*Task statement*. Which lines run from the one containing "box: [483, 292, 520, 340]" through the end of the material? Reproduce them exactly.

*Supplied records*.
—————
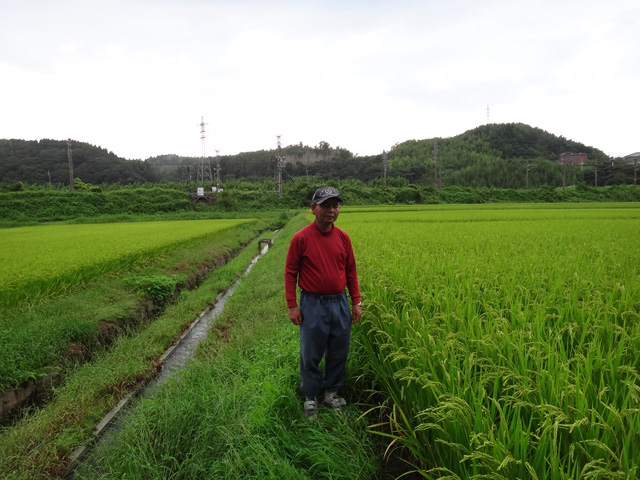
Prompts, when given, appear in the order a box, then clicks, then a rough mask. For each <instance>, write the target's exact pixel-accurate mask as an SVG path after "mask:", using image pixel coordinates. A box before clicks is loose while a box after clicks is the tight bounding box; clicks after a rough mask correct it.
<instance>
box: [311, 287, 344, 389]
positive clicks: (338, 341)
mask: <svg viewBox="0 0 640 480" xmlns="http://www.w3.org/2000/svg"><path fill="white" fill-rule="evenodd" d="M300 313H301V315H302V325H300V378H301V380H302V381H301V383H300V390H302V393H303V395H304V396H305V397H307V398H316V397H317V396H318V395H319V394H320V392H321V391H322V390H323V389H324V390H328V391H335V390H338V389H339V388H340V387H342V384H343V383H344V378H345V374H346V363H347V356H348V355H349V342H350V341H351V310H350V309H349V303H348V301H347V293H346V292H342V293H340V294H338V295H316V294H314V293H309V292H306V291H304V290H303V291H302V292H301V293H300ZM323 356H324V374H323V372H322V370H321V369H320V361H321V360H322V357H323Z"/></svg>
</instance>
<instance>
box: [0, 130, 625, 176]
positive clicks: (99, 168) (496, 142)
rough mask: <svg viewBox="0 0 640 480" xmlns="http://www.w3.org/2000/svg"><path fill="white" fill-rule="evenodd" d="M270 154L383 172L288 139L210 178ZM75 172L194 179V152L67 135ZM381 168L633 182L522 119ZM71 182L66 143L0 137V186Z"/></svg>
mask: <svg viewBox="0 0 640 480" xmlns="http://www.w3.org/2000/svg"><path fill="white" fill-rule="evenodd" d="M565 152H573V153H586V154H587V158H588V161H587V162H586V164H585V165H582V166H580V167H579V168H578V167H574V166H572V167H569V168H567V167H565V166H563V165H561V164H560V163H559V162H558V161H557V159H558V155H559V154H561V153H565ZM276 155H282V157H283V158H284V171H283V175H284V180H285V181H287V180H289V179H291V178H294V177H305V176H306V177H315V178H317V179H319V180H323V181H326V180H331V179H334V180H343V179H350V178H351V179H358V180H362V181H365V182H368V181H371V180H373V179H376V178H380V179H381V178H382V176H383V172H384V166H383V162H384V159H383V155H382V152H381V153H380V154H378V155H372V156H365V157H354V156H353V154H352V153H351V152H350V151H349V150H346V149H344V148H340V147H338V148H332V147H331V146H330V145H329V144H328V143H327V142H324V141H323V142H320V143H319V145H317V146H315V147H309V146H306V145H289V146H287V147H284V148H283V149H282V150H280V151H276V150H260V151H256V152H245V153H240V154H238V155H226V156H220V157H215V158H213V157H209V158H208V159H207V160H208V163H209V166H210V168H211V173H212V178H213V180H214V181H215V179H216V168H217V166H218V164H219V165H220V176H221V179H222V180H223V181H226V180H232V179H238V180H247V181H262V180H267V179H273V178H275V174H276V172H277V164H278V162H277V159H276ZM72 159H73V169H74V170H73V174H74V177H76V178H80V179H81V180H82V181H83V182H85V183H91V184H96V185H100V184H103V183H106V184H112V183H120V184H130V183H144V182H151V183H167V182H187V181H196V180H197V179H198V163H199V162H200V159H199V158H194V157H181V156H178V155H161V156H158V157H153V158H148V159H147V160H144V161H141V160H125V159H123V158H120V157H118V156H117V155H115V154H114V153H113V152H110V151H107V150H106V149H104V148H100V147H96V146H93V145H90V144H87V143H82V142H72ZM387 160H388V165H387V175H388V176H389V177H403V178H405V179H407V180H409V181H410V182H412V183H416V184H424V185H437V186H446V185H461V186H488V187H503V188H526V187H529V186H536V185H554V186H562V185H564V184H567V185H571V184H574V183H578V182H585V183H587V184H590V185H594V184H596V183H597V184H598V185H608V184H618V183H633V172H632V171H631V167H630V166H629V164H628V163H624V162H618V164H614V163H615V162H613V161H612V160H611V159H610V158H609V157H608V156H607V155H606V154H605V153H604V152H602V151H601V150H598V149H597V148H594V147H589V146H586V145H584V144H582V143H579V142H575V141H573V140H568V139H566V138H564V137H562V136H560V137H559V136H556V135H553V134H551V133H548V132H546V131H544V130H541V129H539V128H534V127H531V126H529V125H525V124H522V123H507V124H487V125H482V126H480V127H477V128H474V129H472V130H468V131H466V132H464V133H462V134H460V135H457V136H454V137H450V138H430V139H423V140H407V141H404V142H401V143H398V144H396V145H395V146H393V147H392V148H391V149H390V151H389V152H387ZM12 182H13V183H15V182H25V183H30V184H46V183H52V184H64V185H67V184H68V183H69V160H68V154H67V142H66V141H60V140H48V139H44V140H40V141H27V140H0V185H10V184H11V183H12Z"/></svg>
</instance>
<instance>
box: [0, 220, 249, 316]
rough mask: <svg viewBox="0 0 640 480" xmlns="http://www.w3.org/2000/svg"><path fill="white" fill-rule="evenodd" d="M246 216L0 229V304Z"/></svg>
mask: <svg viewBox="0 0 640 480" xmlns="http://www.w3.org/2000/svg"><path fill="white" fill-rule="evenodd" d="M247 221H248V220H237V219H227V220H199V221H189V220H182V221H172V222H134V223H111V224H93V225H49V226H37V227H21V228H14V229H2V230H0V238H1V241H2V245H3V248H2V249H0V264H1V265H2V269H1V270H0V307H1V306H8V305H13V304H16V303H18V302H20V301H23V300H26V299H30V300H33V299H37V298H42V297H46V296H49V295H51V294H54V293H58V292H60V291H64V290H66V289H68V288H69V287H72V286H74V285H77V284H80V283H84V282H86V281H88V280H90V279H91V278H94V277H97V276H99V275H103V274H105V273H108V272H111V271H114V270H115V271H117V270H120V269H123V268H126V267H129V266H131V265H134V264H139V263H144V262H148V261H149V260H151V259H153V258H155V257H157V256H159V255H161V254H162V253H165V252H167V251H169V250H172V249H175V248H178V247H180V246H184V245H186V244H188V243H190V242H194V241H197V240H198V239H202V238H206V237H208V236H211V235H214V234H216V233H219V232H221V231H223V230H226V229H229V228H232V227H234V226H236V225H239V224H241V223H244V222H247Z"/></svg>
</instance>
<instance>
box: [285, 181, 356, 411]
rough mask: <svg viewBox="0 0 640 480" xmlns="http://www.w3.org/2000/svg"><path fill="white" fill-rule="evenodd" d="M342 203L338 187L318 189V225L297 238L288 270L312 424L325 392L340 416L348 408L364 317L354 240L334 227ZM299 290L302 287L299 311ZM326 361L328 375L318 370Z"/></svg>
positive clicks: (288, 273)
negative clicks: (340, 390)
mask: <svg viewBox="0 0 640 480" xmlns="http://www.w3.org/2000/svg"><path fill="white" fill-rule="evenodd" d="M340 202H342V200H341V199H340V193H339V192H338V190H336V189H335V188H333V187H322V188H319V189H318V190H316V192H315V194H314V195H313V199H312V203H311V213H313V215H314V216H315V217H316V218H315V221H314V222H313V223H312V224H311V225H309V226H307V227H305V228H303V229H302V230H300V231H299V232H297V233H296V234H295V235H294V236H293V238H292V239H291V243H290V244H289V251H288V253H287V261H286V265H285V293H286V300H287V306H288V307H289V319H290V320H291V321H292V322H293V323H294V325H299V326H300V377H301V380H302V381H301V383H300V390H301V391H302V393H303V395H304V396H305V402H304V413H305V415H306V416H307V417H309V418H310V419H315V418H316V408H317V402H316V397H318V396H319V394H320V392H321V390H322V389H324V399H323V400H322V405H323V406H326V407H329V408H333V409H334V410H338V411H340V410H342V408H344V406H345V405H346V401H345V399H344V398H342V397H340V396H338V389H339V388H340V387H342V384H343V383H344V378H345V368H346V362H347V356H348V354H349V343H350V341H351V324H352V323H357V322H358V321H359V320H360V317H361V316H362V307H361V302H360V290H359V288H358V275H357V273H356V261H355V257H354V255H353V248H352V246H351V239H350V238H349V236H348V235H347V234H346V233H345V232H344V231H342V230H340V229H339V228H337V227H336V226H335V225H334V223H335V221H336V220H337V219H338V215H339V213H340ZM296 285H299V286H300V307H298V304H297V302H296ZM345 287H346V288H348V290H349V296H350V297H351V303H352V308H353V310H352V311H350V310H349V303H348V301H347V294H346V291H345ZM323 356H324V363H325V366H324V374H323V372H322V370H321V369H320V361H321V360H322V357H323Z"/></svg>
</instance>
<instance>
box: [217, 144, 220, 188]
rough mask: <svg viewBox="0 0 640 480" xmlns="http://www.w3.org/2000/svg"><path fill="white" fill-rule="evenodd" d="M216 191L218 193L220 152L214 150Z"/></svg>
mask: <svg viewBox="0 0 640 480" xmlns="http://www.w3.org/2000/svg"><path fill="white" fill-rule="evenodd" d="M216 191H217V192H219V191H220V150H216Z"/></svg>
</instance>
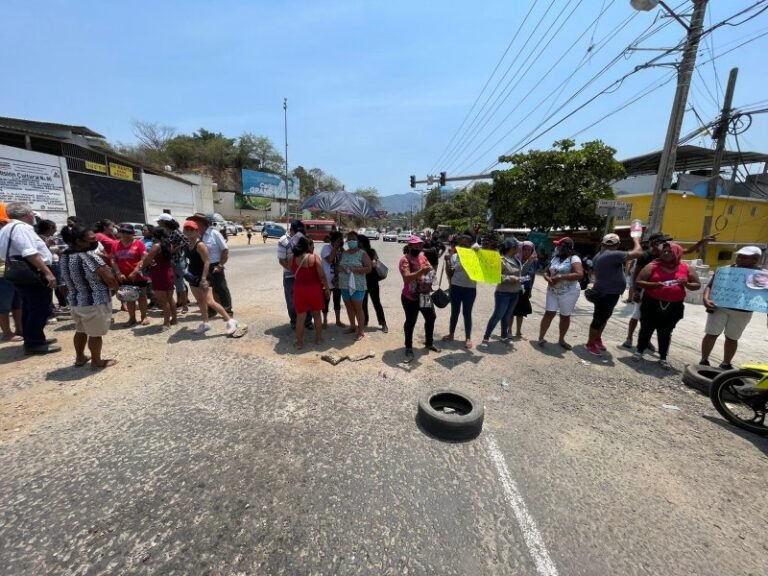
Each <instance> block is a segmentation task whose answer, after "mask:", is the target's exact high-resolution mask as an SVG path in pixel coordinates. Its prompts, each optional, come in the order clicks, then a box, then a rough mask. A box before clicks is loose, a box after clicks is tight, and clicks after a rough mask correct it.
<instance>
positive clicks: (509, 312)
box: [483, 292, 520, 340]
mask: <svg viewBox="0 0 768 576" xmlns="http://www.w3.org/2000/svg"><path fill="white" fill-rule="evenodd" d="M493 298H494V302H495V306H494V308H493V314H491V318H490V320H488V326H486V327H485V335H484V336H483V340H488V339H489V338H490V337H491V334H493V331H494V330H495V329H496V324H498V323H499V322H501V337H502V338H507V336H508V335H509V325H510V324H511V321H512V312H514V311H515V306H517V300H518V298H520V292H496V293H495V294H494V295H493Z"/></svg>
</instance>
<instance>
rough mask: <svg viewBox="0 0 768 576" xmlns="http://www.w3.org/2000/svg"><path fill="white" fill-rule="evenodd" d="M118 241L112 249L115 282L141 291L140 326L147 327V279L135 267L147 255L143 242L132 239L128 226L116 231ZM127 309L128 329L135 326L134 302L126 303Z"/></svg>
mask: <svg viewBox="0 0 768 576" xmlns="http://www.w3.org/2000/svg"><path fill="white" fill-rule="evenodd" d="M118 232H119V234H120V239H119V240H118V241H117V242H115V244H114V247H113V249H112V254H111V256H112V266H113V267H115V268H116V273H117V281H118V282H119V283H120V285H121V286H136V287H137V288H138V289H139V290H140V291H141V296H139V311H140V313H141V320H140V321H141V325H142V326H147V325H148V324H149V319H148V318H147V284H149V278H147V277H146V276H144V275H143V274H141V273H136V272H135V270H136V265H137V264H138V263H139V262H141V260H142V258H144V255H145V254H146V253H147V248H146V247H145V246H144V242H142V241H141V240H137V239H136V238H135V237H134V232H135V231H134V229H133V226H131V225H130V224H121V225H120V228H119V229H118ZM125 305H126V306H127V308H128V317H129V318H128V324H127V325H128V327H129V328H130V327H131V326H135V325H136V302H135V301H134V302H126V303H125Z"/></svg>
—————
*Your response*.
box: [483, 292, 520, 340]
mask: <svg viewBox="0 0 768 576" xmlns="http://www.w3.org/2000/svg"><path fill="white" fill-rule="evenodd" d="M493 298H494V302H495V306H494V308H493V314H491V318H490V320H488V326H486V327H485V335H484V336H483V340H488V339H489V338H490V337H491V334H493V331H494V330H495V329H496V324H498V323H499V322H501V337H502V338H507V336H508V335H509V325H510V324H511V321H512V312H514V311H515V306H517V300H518V298H520V292H496V293H495V294H494V295H493Z"/></svg>
</instance>
<instance>
rough mask: <svg viewBox="0 0 768 576" xmlns="http://www.w3.org/2000/svg"><path fill="white" fill-rule="evenodd" d="M118 241L112 249L115 282L141 291L140 326L147 327V279L135 267L147 255L143 242L132 239L128 226L116 231ZM127 309L128 329L135 326L134 302L126 303Z"/></svg>
mask: <svg viewBox="0 0 768 576" xmlns="http://www.w3.org/2000/svg"><path fill="white" fill-rule="evenodd" d="M118 232H119V234H120V239H119V240H118V241H117V242H115V244H114V247H113V249H112V254H111V256H112V266H113V267H115V268H116V273H117V281H118V282H119V283H120V285H121V286H136V287H137V288H138V289H139V290H140V291H141V296H139V311H140V313H141V320H140V321H141V325H142V326H147V325H148V324H149V319H148V318H147V284H149V278H147V277H146V276H144V275H143V274H141V273H136V272H135V270H136V265H137V264H138V263H139V262H141V260H142V258H144V255H145V254H146V253H147V248H146V247H145V246H144V242H142V241H141V240H137V239H136V238H135V237H134V232H135V231H134V229H133V226H131V225H130V224H121V225H120V228H119V229H118ZM125 305H126V306H127V308H128V317H129V318H128V324H127V325H128V327H129V328H130V327H131V326H135V325H136V302H135V301H134V302H126V303H125Z"/></svg>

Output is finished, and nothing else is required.